## Work order
Please report every line of the listing below that has the word "tongue" in it.

--- START ---

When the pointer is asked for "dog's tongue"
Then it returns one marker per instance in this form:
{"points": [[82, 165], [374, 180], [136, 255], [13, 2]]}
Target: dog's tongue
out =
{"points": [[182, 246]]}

--- END ---

## Worked solution
When the pointer is asked for "dog's tongue"
Target: dog's tongue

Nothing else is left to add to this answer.